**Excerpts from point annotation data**
--- begin ---
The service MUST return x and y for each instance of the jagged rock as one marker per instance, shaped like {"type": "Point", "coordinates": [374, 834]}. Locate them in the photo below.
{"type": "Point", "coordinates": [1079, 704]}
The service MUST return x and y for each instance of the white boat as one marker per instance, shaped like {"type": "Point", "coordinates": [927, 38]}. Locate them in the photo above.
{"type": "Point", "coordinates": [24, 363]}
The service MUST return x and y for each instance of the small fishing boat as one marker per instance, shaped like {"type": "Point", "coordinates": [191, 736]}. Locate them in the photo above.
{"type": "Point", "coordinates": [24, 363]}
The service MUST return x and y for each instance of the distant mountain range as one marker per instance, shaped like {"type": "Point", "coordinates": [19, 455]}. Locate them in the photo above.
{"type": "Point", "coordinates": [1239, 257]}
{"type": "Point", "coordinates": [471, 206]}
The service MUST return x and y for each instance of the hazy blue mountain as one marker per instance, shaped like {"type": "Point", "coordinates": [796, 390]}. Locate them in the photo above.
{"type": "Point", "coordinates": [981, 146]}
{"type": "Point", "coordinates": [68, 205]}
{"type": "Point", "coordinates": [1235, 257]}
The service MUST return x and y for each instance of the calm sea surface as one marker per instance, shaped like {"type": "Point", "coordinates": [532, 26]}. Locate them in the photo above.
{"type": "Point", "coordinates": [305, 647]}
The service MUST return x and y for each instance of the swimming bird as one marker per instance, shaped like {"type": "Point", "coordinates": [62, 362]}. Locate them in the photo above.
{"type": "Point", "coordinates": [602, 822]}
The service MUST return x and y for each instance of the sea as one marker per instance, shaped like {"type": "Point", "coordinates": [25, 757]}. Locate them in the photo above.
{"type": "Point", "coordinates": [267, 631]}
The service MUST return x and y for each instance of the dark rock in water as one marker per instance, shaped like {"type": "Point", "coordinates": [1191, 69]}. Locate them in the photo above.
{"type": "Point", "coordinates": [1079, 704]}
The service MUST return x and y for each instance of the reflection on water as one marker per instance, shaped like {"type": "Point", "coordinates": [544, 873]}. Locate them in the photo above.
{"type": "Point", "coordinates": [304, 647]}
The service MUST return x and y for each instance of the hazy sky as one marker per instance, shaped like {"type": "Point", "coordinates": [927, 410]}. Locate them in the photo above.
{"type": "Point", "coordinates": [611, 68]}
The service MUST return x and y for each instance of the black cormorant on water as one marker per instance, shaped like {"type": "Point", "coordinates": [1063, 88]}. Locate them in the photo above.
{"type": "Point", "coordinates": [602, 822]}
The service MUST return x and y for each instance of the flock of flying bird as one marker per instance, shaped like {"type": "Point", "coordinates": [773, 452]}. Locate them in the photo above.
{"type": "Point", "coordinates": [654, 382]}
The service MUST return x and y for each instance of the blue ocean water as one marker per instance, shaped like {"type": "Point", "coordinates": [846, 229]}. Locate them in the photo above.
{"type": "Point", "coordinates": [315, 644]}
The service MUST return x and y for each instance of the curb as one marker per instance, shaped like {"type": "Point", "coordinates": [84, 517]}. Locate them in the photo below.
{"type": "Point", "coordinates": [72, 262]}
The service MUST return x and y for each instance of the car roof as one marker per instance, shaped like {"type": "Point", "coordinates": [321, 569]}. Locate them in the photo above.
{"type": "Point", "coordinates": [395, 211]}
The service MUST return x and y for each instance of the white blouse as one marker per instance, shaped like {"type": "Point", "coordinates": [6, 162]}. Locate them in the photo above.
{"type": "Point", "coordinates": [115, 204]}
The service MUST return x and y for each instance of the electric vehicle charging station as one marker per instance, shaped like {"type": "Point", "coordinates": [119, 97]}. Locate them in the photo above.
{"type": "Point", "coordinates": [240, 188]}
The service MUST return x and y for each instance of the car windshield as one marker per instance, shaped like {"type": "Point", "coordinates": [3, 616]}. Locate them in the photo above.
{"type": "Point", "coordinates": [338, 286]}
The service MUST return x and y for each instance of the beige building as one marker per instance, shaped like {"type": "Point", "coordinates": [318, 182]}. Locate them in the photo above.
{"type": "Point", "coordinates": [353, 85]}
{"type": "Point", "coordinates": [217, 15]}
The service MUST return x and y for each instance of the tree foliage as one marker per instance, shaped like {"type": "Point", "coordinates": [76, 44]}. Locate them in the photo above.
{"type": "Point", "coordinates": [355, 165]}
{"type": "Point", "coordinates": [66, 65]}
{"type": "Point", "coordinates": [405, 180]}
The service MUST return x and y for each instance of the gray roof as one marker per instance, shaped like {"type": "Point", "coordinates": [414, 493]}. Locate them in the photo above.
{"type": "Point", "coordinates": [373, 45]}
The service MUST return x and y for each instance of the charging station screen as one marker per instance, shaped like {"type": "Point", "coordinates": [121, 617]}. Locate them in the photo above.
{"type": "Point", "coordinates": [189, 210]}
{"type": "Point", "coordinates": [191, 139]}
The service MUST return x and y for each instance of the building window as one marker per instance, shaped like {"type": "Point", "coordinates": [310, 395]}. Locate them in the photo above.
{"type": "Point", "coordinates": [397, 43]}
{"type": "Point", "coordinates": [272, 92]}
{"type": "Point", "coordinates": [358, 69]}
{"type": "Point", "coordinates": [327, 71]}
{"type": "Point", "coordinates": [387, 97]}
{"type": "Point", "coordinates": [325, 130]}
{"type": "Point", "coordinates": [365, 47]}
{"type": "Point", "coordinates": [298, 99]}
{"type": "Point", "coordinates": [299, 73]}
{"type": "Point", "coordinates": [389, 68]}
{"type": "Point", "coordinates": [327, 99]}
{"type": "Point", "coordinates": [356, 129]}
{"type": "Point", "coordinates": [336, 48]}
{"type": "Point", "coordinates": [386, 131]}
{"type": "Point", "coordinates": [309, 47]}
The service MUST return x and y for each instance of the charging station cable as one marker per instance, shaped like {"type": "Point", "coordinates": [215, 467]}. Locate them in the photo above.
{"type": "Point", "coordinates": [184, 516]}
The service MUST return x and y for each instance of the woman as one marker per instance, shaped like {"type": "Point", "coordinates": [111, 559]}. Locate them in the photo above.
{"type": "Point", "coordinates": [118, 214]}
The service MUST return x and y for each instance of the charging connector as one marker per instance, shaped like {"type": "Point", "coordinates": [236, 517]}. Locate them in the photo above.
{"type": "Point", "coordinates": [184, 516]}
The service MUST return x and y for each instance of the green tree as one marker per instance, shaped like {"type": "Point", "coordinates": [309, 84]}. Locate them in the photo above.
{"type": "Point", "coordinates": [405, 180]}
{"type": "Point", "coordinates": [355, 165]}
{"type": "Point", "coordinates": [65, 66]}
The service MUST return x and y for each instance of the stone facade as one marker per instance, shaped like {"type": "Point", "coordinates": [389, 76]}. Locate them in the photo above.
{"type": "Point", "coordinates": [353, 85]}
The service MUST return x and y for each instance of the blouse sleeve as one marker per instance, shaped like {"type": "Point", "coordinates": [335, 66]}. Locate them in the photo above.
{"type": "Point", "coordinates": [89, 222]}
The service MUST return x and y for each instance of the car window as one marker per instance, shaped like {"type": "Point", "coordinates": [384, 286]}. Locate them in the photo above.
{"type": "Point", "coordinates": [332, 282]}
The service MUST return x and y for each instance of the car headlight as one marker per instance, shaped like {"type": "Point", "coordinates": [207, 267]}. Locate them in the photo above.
--- end ---
**WHAT YOU HAVE TO DO**
Can you turn every one of the rows above into a numbered list, leaving out any blank lines?

**ANSWER FOR THIS EXERCISE**
1. The service MUST return x and y for each instance of the jagged rock as one marker per instance, shaped like {"type": "Point", "coordinates": [374, 834]}. Locate them in the photo below.
2. {"type": "Point", "coordinates": [1079, 704]}
3. The service MUST return x and y for each instance of the white boat as one marker per instance, shaped like {"type": "Point", "coordinates": [927, 38]}. Locate them in the photo above.
4. {"type": "Point", "coordinates": [24, 363]}
5. The service MUST return x and y for each instance of the small fishing boat as one marker per instance, shaped like {"type": "Point", "coordinates": [191, 736]}. Locate them in the photo above.
6. {"type": "Point", "coordinates": [24, 363]}
7. The service MUST return x and y for each instance of the distant mountain range as one marker per instance, shaped like {"type": "Point", "coordinates": [19, 455]}. Locate them in the photo above.
8. {"type": "Point", "coordinates": [1239, 257]}
9. {"type": "Point", "coordinates": [471, 206]}
10. The service MUST return x and y for each instance of the hazy blue mountain as one marker per instance, shaped like {"type": "Point", "coordinates": [796, 390]}. Locate them in the photo above.
11. {"type": "Point", "coordinates": [981, 146]}
12. {"type": "Point", "coordinates": [68, 205]}
13. {"type": "Point", "coordinates": [1235, 257]}
14. The service MUST return x and y for each instance of the calm sea surface as one marker per instance, shaped like {"type": "Point", "coordinates": [532, 26]}. Locate them in the photo above.
15. {"type": "Point", "coordinates": [305, 647]}
16. The service MUST return x and y for each instance of the swimming bird as one marker per instance, shaped like {"type": "Point", "coordinates": [62, 362]}. Locate them in the photo above.
17. {"type": "Point", "coordinates": [602, 822]}
18. The service MUST return x and y for each instance of the sea as one marker per instance, shaped like {"type": "Point", "coordinates": [25, 757]}. Locate them in the photo above.
19. {"type": "Point", "coordinates": [267, 631]}
20. The service MUST return x and y for each instance of the dark rock in water as one marker per instance, shaped like {"type": "Point", "coordinates": [1191, 69]}. Locate them in the photo above.
21. {"type": "Point", "coordinates": [1079, 704]}
22. The service MUST return x and y for each instance of the reflection on water as one marker per instance, shaped like {"type": "Point", "coordinates": [544, 873]}. Locate them in the photo above.
23. {"type": "Point", "coordinates": [304, 647]}
24. The service MUST return x and y for each instance of the hazy sky as one marker per instance, shaped like {"type": "Point", "coordinates": [927, 410]}. Locate them in the photo above.
25. {"type": "Point", "coordinates": [611, 68]}
26. The service MUST return x and y for each instance of the black cormorant on water as one marker per instance, shaped like {"type": "Point", "coordinates": [1063, 88]}. Locate them in the photo above.
27. {"type": "Point", "coordinates": [602, 822]}
28. The service MUST return x and y for each instance of the flock of flying bird as one marker per instance, shaped like {"type": "Point", "coordinates": [773, 452]}. Locate them in the photo above.
29. {"type": "Point", "coordinates": [654, 382]}
30. The service MUST return x and y for each instance of the blue ocean water as one marker per instance, shaped like {"type": "Point", "coordinates": [846, 229]}. Locate them in the photo above.
31. {"type": "Point", "coordinates": [315, 644]}
32. The service MUST return x and y for each instance of the curb as one marker per instance, shaped like {"type": "Point", "coordinates": [84, 517]}. Locate them in the photo below.
33. {"type": "Point", "coordinates": [72, 262]}
34. The service MUST return x and y for each instance of the car roof as one marker per instance, shaped like {"type": "Point", "coordinates": [321, 569]}. Locate them in the photo above.
35. {"type": "Point", "coordinates": [395, 211]}
36. The service MUST return x and y for each instance of the white blouse as one marker per instance, shaped like {"type": "Point", "coordinates": [6, 162]}. Locate them in the photo above.
37. {"type": "Point", "coordinates": [115, 204]}
38. The service MUST return x and y for each instance of the electric vehicle charging station as one marker per instance, shaped like {"type": "Point", "coordinates": [119, 97]}. Locate them in the photo above.
39. {"type": "Point", "coordinates": [240, 188]}
40. The service MUST return x and y for each instance of the car windshield as one marker per instance, shaped like {"type": "Point", "coordinates": [3, 616]}. Locate them in the photo above.
41. {"type": "Point", "coordinates": [338, 286]}
42. The service MUST return x and y for each instance of the beige building as one marker per instance, shaped like {"type": "Point", "coordinates": [318, 182]}. Locate them in the photo above.
43. {"type": "Point", "coordinates": [353, 85]}
44. {"type": "Point", "coordinates": [217, 15]}
45. The service MUST return x and y for each instance of the tree foliage as one marker per instance, shaped like {"type": "Point", "coordinates": [76, 44]}. Locate them in the photo above.
46. {"type": "Point", "coordinates": [355, 165]}
47. {"type": "Point", "coordinates": [66, 65]}
48. {"type": "Point", "coordinates": [405, 180]}
49. The service MUST return x and y for each instance of the gray roof as one marker per instance, shaped like {"type": "Point", "coordinates": [414, 493]}. Locate them in the photo above.
50. {"type": "Point", "coordinates": [373, 45]}
51. The service MUST return x and y for each instance of the charging station screen as one marker per instance, shaped like {"type": "Point", "coordinates": [121, 617]}. Locate them in the photo above.
52. {"type": "Point", "coordinates": [189, 210]}
53. {"type": "Point", "coordinates": [191, 139]}
54. The service MUST return x and y for each instance of the building window as one marker per instance, shaped like {"type": "Point", "coordinates": [310, 395]}. Locate them in the photo above.
55. {"type": "Point", "coordinates": [397, 43]}
56. {"type": "Point", "coordinates": [272, 92]}
57. {"type": "Point", "coordinates": [358, 69]}
58. {"type": "Point", "coordinates": [327, 71]}
59. {"type": "Point", "coordinates": [387, 97]}
60. {"type": "Point", "coordinates": [325, 130]}
61. {"type": "Point", "coordinates": [365, 47]}
62. {"type": "Point", "coordinates": [298, 99]}
63. {"type": "Point", "coordinates": [299, 73]}
64. {"type": "Point", "coordinates": [389, 68]}
65. {"type": "Point", "coordinates": [327, 99]}
66. {"type": "Point", "coordinates": [356, 129]}
67. {"type": "Point", "coordinates": [336, 48]}
68. {"type": "Point", "coordinates": [386, 131]}
69. {"type": "Point", "coordinates": [309, 47]}
70. The service MUST return x and y for each instance of the charging station cable as one marker per instance, shaped like {"type": "Point", "coordinates": [215, 467]}. Locate them in the photo above.
71. {"type": "Point", "coordinates": [184, 516]}
72. The service MUST return x and y for each instance of the woman as one marker per instance, shaped like {"type": "Point", "coordinates": [111, 559]}. Locate them in the photo above.
73. {"type": "Point", "coordinates": [118, 214]}
74. The service MUST return x and y for each instance of the charging connector as one marker per instance, shaped like {"type": "Point", "coordinates": [236, 517]}. Locate them in the photo above.
75. {"type": "Point", "coordinates": [184, 516]}
76. The service MUST return x and y for each instance of the green tree as one marker per instance, shaped like {"type": "Point", "coordinates": [309, 84]}. Locate them in the photo above.
77. {"type": "Point", "coordinates": [405, 180]}
78. {"type": "Point", "coordinates": [355, 165]}
79. {"type": "Point", "coordinates": [65, 66]}
80. The service MUST return x and y for each instance of the stone facade as one marker per instance, shaped like {"type": "Point", "coordinates": [389, 76]}. Locate them in the photo above.
81. {"type": "Point", "coordinates": [353, 85]}
82. The service MUST return x and y for each instance of the blouse sleeve as one marker per instance, shaped like {"type": "Point", "coordinates": [335, 66]}. Locate them in the photo above.
83. {"type": "Point", "coordinates": [89, 222]}
84. The service MUST return x and y for each instance of the car window as one marker per instance, shaped like {"type": "Point", "coordinates": [384, 286]}. Locate them in the photo above.
85. {"type": "Point", "coordinates": [332, 282]}
86. The service MUST return x and y for each instance of the car headlight as one marker per instance, shaped like {"type": "Point", "coordinates": [207, 267]}. Locate them in the photo above.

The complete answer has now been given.